Будущая война на Востоке не ставилась под сомнение ни одной из сторон, подтверждением чему служат показания Шильдкнехта.
И если столкновения 1938 года на советско-корейской границе рассматривались японским генштабом как досадная неудача, то события у реки Халхин-Гол должны были стать прологом для полномасштабной агрессии против СССР.
За этот план — узкого или масштабного вторжения — совместно с Германией ратовала «сухопутная» фракция в японском Генштабе (эти мнения и воспроизвёл Шильдкнехт в своих показаниях). Иной позиции придерживались адмиралы, настаивавшие на первоочередной оккупации Китая и движении на Юг: в Индокитай, Индонезию и на острова Тихого океана.
Зримым аргументом в пользу той или иной точки зрения должен был стать исход «инцидента у Номонхана».
Что нарушило японские планы
Первоначально всё шло «как надо». После серии пограничных инцидентов 11 мая японские силы прорвались через кордон и углубились на 15 километров вглубь территории Монгольской народной республики. На помощь войскам маршала Чойбалсана пришли дислоцированные в МНР части 57-го корпуса РККА.

**ИСХОДНЫЕ ДАННЫЕ:**
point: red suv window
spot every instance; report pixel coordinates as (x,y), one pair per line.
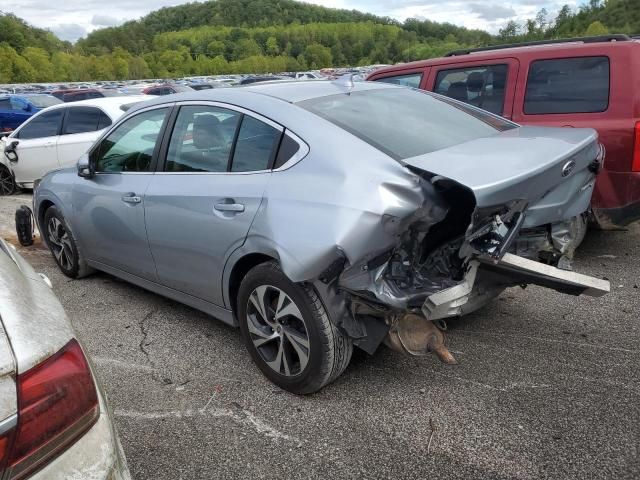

**ЗАДАНИЯ:**
A. Ответьте по отрывку о Халхин-Голе:
(i) Какая фракция японского Генштаба выступала за вторжение вместе с Германией?
(ii) Куда, кроме Китая, адмиралы предлагали двигаться?
(iii) На сколько километров японские силы углубились в территорию МНР после прорыва 11 мая?
B. Продолжите отрывок о Халхин-Голе, начав сразу после его последнего предложения.
Данные — отдельный материал, не связанный с отрывком.

**ОТВЕТЫ ПО ЗАДАНИЯМ:**
A.
(i) «Сухопутная» фракция.
(ii) На Юг: в Индокитай, Индонезию и на острова Тихого океана.
(iii) На 15 километров.

B.
22 мая советские части оттеснили японцев к границе. Но решающего превосходства перед силами вторжения достигнуто не было — Квантунской армии удавалось оставить инициативу за собой. К середине лета японцы удерживали плацдармы на монгольской территории, на восточном берегу Халхин-Гола.
29 мая в Монголию для проверки боеготовности 57-го корпуса вылетел 42-летний комдив Георгий Жуков (до этого бывший замкомандующего Белорусского округа по кавалерии). По итогам докладов Жукова в Москву 11 июня руководство приняло решение отстранить тогдашнего «комкора-57» Николая Фекленко и назначить на его место Жукова, который сделал ставку на ускоренную подготовку личного состава.
57-й особый корпус стал главной ударной силой Фронтовой группы под общим руководством командарма Григория Штерна, куда также входили 1-я и 2-я Краснознамённые армии и Забайкальский военный округ.
Ротация была проведена вовремя — 2 июля войска генерала Камацубара начали масштабное наступление по двум направлениям. Первое — отвлекающее, предполагало непосредственную атаку советско-монгольского плацдарма, второе предполагало форсирование Халхин-Гола и выход в наш тыл.
Но Жуков принял решение нанести быстрый танковый контрудар, который был осуществлён в ночь со 2 на 3 июля.
Именно тогда, с июля 1939 года, «инцидент» стал идти не по японскому плану.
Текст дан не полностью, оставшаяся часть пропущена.